▶ **Exercise**
Reproduce everything in the staff profile below from "Room number: C12" down to "families and food.", word for word.

▶ **Page extract**
↓↓↓
The University of Sheffield
Department of Geography

Professor Peter Jackson

Peter Jackson

Room number: C12
Telephone (internal): 27908
Telephone (UK): 0114 222 7908
Telephone (International): +44 114 222 7908
Email: P.A.Jackson@Sheffield.ac.uk

Research Interests

Social and cultural geography, consumption and identity, families and food.

Current research

Peter Jackson's current research focuses on commodity culture and the geography of consumption. Previous projects include an ESRC-funded project on consumption and identity in North London (published as Shopping, Place and Identity, Routledge, 1998); ESRC-funded research on the production, content and readership of men's lifestyle magazines (published as Making Sense of Men's Magazines, Polity Press, 2001); a collaborative study (with colleagues at Royal Holloway and UCL) on "Commodity culture and South Asian transnationality", funded through ESRC“s Transnational Communities Programme and culminating in the publication of Transnational Spaces (Routledge, 2004); an ESRC-funded study of "Retail Competition and Consumer Choice" (with colleagues at Lancaster and MMU); and a study of food commodity chains, funded via the AHRB-ESRC Cultures of Consumption programme, culminating in the Food Stories website (see link, right).

He has recently completed a three-year period as Director of an inter-disciplinary research programme on "Changing Families, Changing Food". Funded by the Leverhulme Trust and based in ICOSS (the University's social science facility), the programme involved collaboration with colleagues from Clinical Sciences, East Asian Studies, Geography, Nursing & Midwifery, ScHARR and Sociolgical Studies at Sheffield, together with colleagues in Health & Social Care at Royal Holloway, University of London. For further details and publications from this project, see the Changing Families, Changing Food website.

A new four-year research programme on "Consumer anxieties about food" (CONANX) began in January 2009, funded by the European Research Council. The programme involves a team of seven reseachers with co-investigators in Sheffield (Dr Matt Watson) and Sweden (Professor Helene Brembeck), plus a PhD student (also based in Sheffield). The research focuses on consumer anxieties about food at a range of geographical scales, from the global scale of international food markets to the domestic scale of individual households.

Teaching

I teach at both undergraduate and Masters level, drawing on my current research interests in consumption, food and everyday life. I'm keen for students to develop a critical understanding of modern agri-food systems, using research evidence to think independently and challenge received ideas. I encourage students to make connections between their everyday practices and wider issues of power and inequality. Food is a particularly good vehicle for thinking about our relationship with the material world, our embodied identities and moral responsibilities. I also encourage students to explore the links between scales (from local to global), emphasising the power of thinking geographically while drawing on a variety of other disciplinary perspectives.

Peter's specialist teaching on undergraduate courses includes:
GEO217 Environment, Society and Policy

All staff also engage in personal supervision and tutoring of individual students at all three levels in the following modules:
GEO163 (Information & Communication Skills for Geographers)
GEO263 or GEO264 (Research Design in Human or Physical Geography)
GEO356 (Geographical Research Project)
↑↑↑
▶ **Given records**
↓↓↓
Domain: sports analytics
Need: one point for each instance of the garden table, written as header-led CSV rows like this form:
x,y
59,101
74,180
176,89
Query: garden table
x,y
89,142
↑↑↑
▶ **Exercise result**
Room number: C12
Telephone (internal): 27908
Telephone (UK): 0114 222 7908
Telephone (International): +44 114 222 7908
Email: P.A.Jackson@Sheffield.ac.uk

Research Interests

Social and cultural geography, consumption and identity, families and food.